Rewrite the stretch from the line containing "task: segment every instance of the rectangular" through the line containing "[[[124,127],[130,127],[130,122],[124,122]]]", with "pixels" replaced by "px" and everything else unchanged. Give only those lines.
# start of Listed records
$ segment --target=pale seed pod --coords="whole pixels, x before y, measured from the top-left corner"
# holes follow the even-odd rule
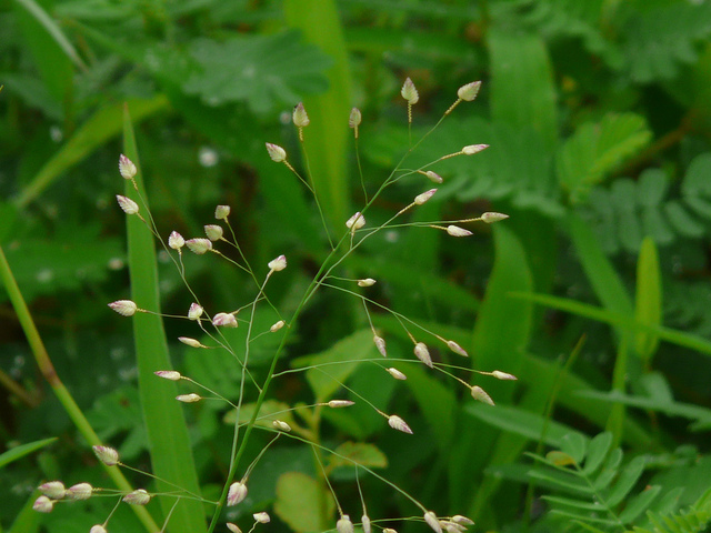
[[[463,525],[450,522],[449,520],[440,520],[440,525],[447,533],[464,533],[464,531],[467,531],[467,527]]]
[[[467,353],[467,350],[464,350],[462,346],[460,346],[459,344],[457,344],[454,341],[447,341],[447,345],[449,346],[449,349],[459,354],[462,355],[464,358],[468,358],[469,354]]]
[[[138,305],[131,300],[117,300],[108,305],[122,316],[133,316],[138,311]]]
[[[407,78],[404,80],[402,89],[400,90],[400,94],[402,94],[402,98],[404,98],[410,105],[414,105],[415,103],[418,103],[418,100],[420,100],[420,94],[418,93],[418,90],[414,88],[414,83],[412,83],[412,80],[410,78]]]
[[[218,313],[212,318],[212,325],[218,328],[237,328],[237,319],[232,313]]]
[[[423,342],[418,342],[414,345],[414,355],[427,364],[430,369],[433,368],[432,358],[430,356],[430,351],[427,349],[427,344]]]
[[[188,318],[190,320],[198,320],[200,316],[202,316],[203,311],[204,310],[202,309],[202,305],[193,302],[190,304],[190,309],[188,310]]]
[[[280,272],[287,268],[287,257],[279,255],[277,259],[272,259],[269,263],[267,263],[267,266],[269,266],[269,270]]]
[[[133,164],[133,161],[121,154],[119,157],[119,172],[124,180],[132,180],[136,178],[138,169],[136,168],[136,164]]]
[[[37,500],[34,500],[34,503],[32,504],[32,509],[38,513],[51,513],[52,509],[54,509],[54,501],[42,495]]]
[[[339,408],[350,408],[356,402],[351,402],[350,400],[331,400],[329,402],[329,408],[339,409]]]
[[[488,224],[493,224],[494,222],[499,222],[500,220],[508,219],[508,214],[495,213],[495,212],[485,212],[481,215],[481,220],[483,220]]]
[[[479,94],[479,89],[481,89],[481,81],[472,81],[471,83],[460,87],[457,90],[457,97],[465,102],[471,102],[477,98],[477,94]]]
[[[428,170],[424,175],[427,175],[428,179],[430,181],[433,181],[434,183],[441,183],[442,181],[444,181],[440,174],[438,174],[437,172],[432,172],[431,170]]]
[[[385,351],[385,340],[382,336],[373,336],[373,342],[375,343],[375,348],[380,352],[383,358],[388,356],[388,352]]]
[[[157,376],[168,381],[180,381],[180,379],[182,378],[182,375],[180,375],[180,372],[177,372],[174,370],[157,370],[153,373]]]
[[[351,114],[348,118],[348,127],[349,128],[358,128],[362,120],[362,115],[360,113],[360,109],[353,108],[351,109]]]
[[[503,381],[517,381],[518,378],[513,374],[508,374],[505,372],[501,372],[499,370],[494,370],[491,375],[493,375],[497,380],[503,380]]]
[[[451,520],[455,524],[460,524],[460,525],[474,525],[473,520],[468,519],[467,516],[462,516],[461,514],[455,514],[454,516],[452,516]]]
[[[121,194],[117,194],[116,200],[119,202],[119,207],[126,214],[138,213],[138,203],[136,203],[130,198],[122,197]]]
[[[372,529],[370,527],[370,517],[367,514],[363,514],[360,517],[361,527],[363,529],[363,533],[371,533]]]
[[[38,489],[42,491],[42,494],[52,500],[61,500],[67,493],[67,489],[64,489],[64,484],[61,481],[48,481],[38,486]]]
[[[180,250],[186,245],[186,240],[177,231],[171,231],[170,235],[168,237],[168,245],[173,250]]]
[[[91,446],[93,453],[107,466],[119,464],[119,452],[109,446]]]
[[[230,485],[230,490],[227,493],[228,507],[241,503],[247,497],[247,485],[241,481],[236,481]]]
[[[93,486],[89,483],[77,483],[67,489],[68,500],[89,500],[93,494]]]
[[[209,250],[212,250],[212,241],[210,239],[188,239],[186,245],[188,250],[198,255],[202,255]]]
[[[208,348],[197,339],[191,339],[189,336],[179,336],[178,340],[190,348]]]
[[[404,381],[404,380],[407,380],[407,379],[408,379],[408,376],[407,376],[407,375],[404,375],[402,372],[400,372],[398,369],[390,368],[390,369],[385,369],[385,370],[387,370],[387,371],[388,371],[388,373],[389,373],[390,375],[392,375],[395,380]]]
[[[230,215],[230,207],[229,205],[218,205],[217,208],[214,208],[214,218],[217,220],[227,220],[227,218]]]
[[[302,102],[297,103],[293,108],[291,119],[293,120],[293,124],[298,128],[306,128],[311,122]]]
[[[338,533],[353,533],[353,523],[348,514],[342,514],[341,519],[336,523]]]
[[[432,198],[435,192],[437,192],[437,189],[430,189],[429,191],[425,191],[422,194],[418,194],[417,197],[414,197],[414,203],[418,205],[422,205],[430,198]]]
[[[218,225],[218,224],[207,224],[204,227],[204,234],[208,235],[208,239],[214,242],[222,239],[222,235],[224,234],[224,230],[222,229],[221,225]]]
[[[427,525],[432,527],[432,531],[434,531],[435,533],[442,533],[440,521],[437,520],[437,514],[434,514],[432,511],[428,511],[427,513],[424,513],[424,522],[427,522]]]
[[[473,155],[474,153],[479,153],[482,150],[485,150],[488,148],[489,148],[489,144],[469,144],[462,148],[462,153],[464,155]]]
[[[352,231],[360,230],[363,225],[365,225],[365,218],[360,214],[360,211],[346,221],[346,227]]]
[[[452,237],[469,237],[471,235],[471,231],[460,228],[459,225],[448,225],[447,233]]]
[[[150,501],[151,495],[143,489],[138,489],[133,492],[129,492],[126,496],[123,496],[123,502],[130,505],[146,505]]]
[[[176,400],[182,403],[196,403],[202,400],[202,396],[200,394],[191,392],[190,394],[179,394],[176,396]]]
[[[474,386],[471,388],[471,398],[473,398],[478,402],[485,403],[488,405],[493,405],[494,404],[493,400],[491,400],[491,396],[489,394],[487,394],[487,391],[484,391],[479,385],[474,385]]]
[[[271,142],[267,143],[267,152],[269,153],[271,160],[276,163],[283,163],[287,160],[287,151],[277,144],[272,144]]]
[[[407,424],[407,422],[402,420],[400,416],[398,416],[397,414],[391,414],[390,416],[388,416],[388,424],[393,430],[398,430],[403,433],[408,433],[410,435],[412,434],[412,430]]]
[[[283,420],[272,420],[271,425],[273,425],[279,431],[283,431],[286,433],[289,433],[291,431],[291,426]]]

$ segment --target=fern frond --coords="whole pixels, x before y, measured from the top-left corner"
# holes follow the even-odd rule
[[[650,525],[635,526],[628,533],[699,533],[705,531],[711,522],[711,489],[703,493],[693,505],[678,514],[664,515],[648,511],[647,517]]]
# end of Listed records
# start of Listed records
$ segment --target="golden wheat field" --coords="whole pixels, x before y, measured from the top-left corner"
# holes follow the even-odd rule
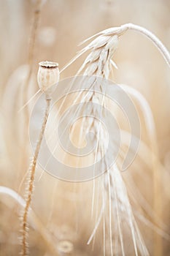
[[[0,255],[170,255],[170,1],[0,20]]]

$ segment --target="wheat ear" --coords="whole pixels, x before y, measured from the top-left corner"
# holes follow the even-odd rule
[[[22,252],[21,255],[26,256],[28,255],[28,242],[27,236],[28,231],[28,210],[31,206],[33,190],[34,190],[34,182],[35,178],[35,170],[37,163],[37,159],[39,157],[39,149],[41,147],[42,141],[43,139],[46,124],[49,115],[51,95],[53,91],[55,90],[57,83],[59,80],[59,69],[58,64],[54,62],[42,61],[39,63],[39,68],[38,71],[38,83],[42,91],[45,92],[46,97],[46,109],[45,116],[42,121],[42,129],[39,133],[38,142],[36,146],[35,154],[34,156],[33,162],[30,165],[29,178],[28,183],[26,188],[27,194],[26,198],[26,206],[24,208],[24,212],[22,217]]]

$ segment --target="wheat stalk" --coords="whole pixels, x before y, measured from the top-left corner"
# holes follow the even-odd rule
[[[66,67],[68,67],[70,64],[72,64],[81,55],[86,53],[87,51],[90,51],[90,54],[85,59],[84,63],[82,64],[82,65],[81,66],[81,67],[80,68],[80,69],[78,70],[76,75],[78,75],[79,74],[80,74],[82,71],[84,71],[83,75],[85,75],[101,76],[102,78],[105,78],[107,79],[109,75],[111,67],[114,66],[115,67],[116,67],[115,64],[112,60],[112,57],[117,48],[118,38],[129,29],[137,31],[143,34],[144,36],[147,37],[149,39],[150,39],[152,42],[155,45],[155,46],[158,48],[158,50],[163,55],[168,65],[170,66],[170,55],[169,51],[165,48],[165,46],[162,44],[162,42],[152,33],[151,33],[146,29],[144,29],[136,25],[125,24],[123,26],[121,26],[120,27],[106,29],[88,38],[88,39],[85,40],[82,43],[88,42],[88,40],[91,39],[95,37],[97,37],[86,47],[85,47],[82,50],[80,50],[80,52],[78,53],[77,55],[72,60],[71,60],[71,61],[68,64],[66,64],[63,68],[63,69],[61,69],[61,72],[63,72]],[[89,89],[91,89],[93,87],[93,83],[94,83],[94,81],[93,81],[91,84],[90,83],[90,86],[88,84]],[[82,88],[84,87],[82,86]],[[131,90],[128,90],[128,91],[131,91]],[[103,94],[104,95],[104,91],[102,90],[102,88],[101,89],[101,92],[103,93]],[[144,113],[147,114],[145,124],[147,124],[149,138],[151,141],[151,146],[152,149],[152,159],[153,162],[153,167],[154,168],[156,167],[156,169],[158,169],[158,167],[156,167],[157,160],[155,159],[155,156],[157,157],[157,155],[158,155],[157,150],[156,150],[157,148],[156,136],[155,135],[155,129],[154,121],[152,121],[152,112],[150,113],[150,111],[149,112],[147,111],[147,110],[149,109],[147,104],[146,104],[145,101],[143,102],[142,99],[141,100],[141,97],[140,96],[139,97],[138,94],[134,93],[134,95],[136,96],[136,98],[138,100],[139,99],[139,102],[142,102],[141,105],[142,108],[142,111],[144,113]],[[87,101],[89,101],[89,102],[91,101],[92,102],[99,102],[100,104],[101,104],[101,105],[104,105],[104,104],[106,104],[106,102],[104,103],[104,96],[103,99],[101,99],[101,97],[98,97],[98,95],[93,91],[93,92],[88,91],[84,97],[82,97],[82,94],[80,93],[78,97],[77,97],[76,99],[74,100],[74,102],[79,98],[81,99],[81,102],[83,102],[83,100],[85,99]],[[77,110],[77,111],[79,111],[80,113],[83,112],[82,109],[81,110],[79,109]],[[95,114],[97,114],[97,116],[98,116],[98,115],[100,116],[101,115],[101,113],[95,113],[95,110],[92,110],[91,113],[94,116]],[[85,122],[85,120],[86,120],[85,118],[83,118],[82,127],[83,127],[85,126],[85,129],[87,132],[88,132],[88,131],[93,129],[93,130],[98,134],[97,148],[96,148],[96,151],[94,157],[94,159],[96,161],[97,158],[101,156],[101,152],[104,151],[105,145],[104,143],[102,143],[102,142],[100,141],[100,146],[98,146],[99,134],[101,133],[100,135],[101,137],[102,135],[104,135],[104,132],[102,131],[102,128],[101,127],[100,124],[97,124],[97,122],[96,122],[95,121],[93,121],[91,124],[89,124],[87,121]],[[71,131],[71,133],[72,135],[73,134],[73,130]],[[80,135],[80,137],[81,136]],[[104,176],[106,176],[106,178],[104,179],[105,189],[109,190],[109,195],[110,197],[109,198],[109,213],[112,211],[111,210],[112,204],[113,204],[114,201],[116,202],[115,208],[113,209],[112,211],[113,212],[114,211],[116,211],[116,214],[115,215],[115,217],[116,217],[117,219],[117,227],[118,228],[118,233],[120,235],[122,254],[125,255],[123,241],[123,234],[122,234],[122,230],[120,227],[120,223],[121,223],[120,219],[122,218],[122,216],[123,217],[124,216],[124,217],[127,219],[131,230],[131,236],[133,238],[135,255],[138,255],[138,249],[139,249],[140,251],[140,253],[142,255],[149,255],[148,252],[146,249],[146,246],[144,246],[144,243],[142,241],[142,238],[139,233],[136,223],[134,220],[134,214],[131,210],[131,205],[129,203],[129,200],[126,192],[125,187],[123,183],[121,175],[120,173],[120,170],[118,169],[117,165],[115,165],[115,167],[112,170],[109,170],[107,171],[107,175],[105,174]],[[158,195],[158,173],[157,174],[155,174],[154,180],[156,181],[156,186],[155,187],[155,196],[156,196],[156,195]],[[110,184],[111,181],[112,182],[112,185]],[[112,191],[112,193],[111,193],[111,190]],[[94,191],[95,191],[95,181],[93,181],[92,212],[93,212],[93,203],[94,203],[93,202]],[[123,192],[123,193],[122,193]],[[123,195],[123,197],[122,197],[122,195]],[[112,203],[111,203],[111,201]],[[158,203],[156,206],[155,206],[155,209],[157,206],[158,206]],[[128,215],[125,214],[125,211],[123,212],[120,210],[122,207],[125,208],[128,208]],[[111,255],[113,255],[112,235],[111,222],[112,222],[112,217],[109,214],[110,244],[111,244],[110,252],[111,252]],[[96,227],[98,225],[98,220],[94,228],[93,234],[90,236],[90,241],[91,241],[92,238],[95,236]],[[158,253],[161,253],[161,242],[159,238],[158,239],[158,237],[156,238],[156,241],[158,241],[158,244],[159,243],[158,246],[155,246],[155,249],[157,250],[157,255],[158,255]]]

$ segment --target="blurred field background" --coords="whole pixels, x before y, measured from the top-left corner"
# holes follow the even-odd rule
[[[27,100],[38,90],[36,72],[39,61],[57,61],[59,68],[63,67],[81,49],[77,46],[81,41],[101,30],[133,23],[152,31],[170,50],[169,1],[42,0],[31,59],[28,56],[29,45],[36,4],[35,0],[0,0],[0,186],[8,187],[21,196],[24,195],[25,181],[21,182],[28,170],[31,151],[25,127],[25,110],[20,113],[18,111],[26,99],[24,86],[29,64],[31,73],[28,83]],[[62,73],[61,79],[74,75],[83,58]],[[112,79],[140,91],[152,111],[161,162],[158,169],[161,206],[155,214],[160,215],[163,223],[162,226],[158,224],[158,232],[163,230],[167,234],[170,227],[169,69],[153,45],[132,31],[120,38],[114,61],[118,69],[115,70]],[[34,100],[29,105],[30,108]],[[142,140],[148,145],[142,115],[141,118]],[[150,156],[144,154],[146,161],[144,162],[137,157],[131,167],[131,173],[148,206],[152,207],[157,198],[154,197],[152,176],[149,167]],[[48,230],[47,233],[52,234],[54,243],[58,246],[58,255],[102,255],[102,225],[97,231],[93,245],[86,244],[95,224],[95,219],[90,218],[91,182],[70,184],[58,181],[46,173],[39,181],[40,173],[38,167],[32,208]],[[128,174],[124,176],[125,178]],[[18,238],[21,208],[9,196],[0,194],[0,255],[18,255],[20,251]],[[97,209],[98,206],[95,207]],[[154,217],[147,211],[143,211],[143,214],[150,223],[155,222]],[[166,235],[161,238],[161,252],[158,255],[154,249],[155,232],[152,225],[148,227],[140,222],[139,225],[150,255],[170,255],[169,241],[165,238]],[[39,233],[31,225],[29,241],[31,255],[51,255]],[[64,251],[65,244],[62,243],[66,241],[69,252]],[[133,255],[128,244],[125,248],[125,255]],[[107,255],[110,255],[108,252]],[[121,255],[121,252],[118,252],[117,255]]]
# end of Listed records
# start of Listed records
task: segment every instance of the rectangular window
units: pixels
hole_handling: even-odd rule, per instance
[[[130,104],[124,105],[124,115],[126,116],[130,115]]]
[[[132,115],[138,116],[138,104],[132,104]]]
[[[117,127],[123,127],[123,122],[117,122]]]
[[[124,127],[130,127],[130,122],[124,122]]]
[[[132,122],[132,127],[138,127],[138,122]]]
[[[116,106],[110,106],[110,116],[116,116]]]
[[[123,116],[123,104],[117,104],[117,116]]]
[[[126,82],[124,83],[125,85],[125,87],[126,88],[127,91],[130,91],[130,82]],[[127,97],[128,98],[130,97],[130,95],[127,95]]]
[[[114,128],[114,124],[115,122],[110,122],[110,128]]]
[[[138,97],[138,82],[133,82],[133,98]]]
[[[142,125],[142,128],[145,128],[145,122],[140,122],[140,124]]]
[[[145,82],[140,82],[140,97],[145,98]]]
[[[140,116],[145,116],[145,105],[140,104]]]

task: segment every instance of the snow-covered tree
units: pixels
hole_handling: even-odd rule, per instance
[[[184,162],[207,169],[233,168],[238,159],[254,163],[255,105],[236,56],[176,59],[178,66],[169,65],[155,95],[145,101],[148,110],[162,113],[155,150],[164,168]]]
# end of Listed records
Output of the exercise:
task: segment every instance of the rectangular window
units: px
hole_handling: even-odd rule, per instance
[[[130,104],[124,105],[124,115],[126,116],[130,115]]]
[[[132,115],[138,116],[138,104],[132,104]]]
[[[117,127],[123,127],[123,122],[117,122]]]
[[[124,127],[130,127],[130,122],[124,122]]]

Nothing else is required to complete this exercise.